[Work required]:
The part to set down runs from the first line of the data below through the line with "Query: window with metal grille", inclusive; write it exactly and leave out the pictures.

Dataset entries:
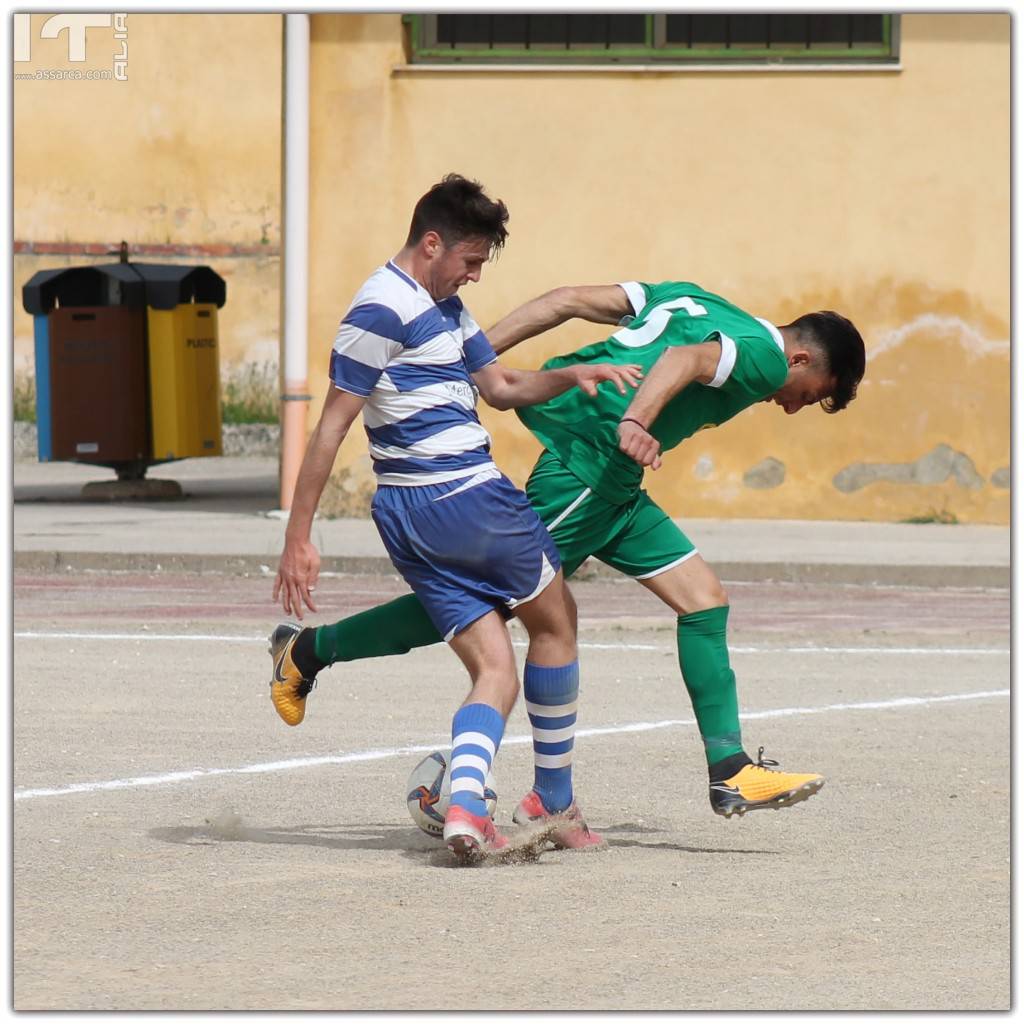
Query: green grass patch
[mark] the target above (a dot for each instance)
(249, 392)
(943, 516)
(25, 397)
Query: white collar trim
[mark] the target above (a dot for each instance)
(774, 332)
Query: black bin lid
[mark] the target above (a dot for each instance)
(168, 286)
(112, 285)
(162, 286)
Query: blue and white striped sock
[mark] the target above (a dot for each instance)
(551, 701)
(476, 734)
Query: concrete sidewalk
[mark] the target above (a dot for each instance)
(224, 522)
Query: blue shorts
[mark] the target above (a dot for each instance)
(466, 550)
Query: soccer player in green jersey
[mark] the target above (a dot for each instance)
(705, 360)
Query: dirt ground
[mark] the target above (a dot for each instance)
(177, 847)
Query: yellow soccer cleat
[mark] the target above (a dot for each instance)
(288, 688)
(762, 785)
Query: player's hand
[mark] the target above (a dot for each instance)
(589, 376)
(639, 444)
(297, 577)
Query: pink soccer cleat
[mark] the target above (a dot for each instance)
(471, 837)
(574, 835)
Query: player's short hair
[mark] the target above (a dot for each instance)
(843, 349)
(457, 209)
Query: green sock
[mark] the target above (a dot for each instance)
(394, 628)
(704, 658)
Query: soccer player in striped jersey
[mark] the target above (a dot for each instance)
(410, 357)
(705, 360)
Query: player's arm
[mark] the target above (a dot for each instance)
(502, 387)
(299, 564)
(675, 369)
(597, 303)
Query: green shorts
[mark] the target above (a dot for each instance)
(638, 539)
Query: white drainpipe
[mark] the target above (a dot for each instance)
(295, 255)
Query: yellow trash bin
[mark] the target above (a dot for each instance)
(184, 381)
(183, 358)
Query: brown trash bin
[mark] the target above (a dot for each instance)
(97, 384)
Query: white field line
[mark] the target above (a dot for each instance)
(210, 638)
(338, 759)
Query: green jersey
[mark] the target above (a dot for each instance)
(583, 431)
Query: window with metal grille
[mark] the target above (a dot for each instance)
(764, 38)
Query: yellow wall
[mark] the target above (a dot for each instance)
(884, 195)
(185, 153)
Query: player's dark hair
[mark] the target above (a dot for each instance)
(457, 209)
(843, 349)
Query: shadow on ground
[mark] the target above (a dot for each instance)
(228, 827)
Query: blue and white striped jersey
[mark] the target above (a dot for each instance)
(411, 358)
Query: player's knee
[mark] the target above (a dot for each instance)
(704, 594)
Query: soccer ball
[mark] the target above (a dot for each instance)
(429, 790)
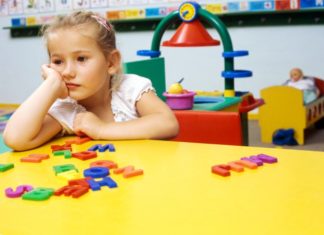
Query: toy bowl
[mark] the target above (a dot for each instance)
(180, 101)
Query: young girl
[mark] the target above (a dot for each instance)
(84, 91)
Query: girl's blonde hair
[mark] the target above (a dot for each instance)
(100, 29)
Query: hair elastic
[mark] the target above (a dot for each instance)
(102, 21)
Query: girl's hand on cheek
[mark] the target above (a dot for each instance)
(51, 75)
(89, 124)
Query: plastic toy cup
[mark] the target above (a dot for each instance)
(180, 101)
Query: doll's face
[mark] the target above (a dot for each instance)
(295, 74)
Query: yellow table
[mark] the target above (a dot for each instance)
(177, 194)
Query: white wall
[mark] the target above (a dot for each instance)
(273, 52)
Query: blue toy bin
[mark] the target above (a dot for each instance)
(180, 101)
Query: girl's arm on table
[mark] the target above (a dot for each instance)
(156, 121)
(30, 125)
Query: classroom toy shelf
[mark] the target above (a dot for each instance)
(241, 19)
(232, 108)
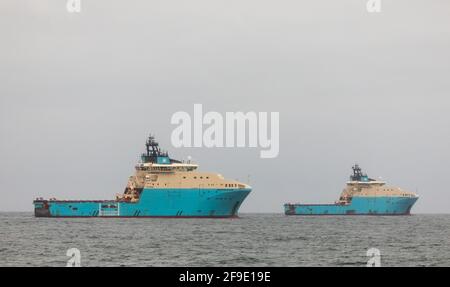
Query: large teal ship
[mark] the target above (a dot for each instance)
(362, 196)
(160, 187)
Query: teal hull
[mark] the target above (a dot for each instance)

[Answer to the exercise]:
Query: green grass patch
[mark] the target above (a dot for each instance)
(249, 392)
(943, 516)
(25, 397)
Query: white collar trim
[mark] the target above (a dot for each instance)
(774, 332)
Query: black bin lid
[mark] the target above (a dot for each instance)
(168, 286)
(112, 285)
(162, 286)
Query: blue and white striped sock
[mark] the target above (a dot for each instance)
(551, 701)
(476, 734)
Query: concrete sidewalk
[mark] the target above (a dot for each instance)
(224, 522)
Query: blue shorts
[mark] the target above (a dot for each instance)
(466, 550)
Query: soccer player in green jersey
[mark] the target above (a dot for each instance)
(705, 360)
Query: dirt ground
[mark] the target above (a dot for each instance)
(177, 847)
Query: yellow soccer cleat
[mark] the target above (a dot for each instance)
(288, 688)
(762, 785)
Query: player's hand
[mark] the target above (a dot for each instance)
(589, 376)
(639, 444)
(297, 577)
Query: pink soccer cleat
[mark] the target above (a dot for each instance)
(471, 837)
(574, 835)
Query: player's short hair
[mark] the target above (a dot for each instance)
(843, 349)
(457, 209)
Query: green sock
[mark] the target above (a dot for each instance)
(394, 628)
(704, 658)
Query: soccer player in striped jersey
[mark] the target above (a dot for each instance)
(410, 357)
(705, 360)
Query: player's arm
[mark] the target above (a dot for each instance)
(502, 387)
(299, 564)
(675, 369)
(597, 303)
Query: green shorts
[mark] the target above (a dot for each instance)
(638, 539)
Query: white drainpipe
[mark] the target above (a dot for each instance)
(295, 255)
Query: yellow trash bin
[mark] the target above (a dot for each instance)
(184, 381)
(183, 358)
Query: brown trash bin
[mark] the target above (a dot for each instance)
(97, 384)
Query: white field line
[mark] the target above (a dot for each instance)
(210, 638)
(338, 759)
Query: green jersey
[mark] the target above (a dot for each instance)
(583, 431)
Query: window with metal grille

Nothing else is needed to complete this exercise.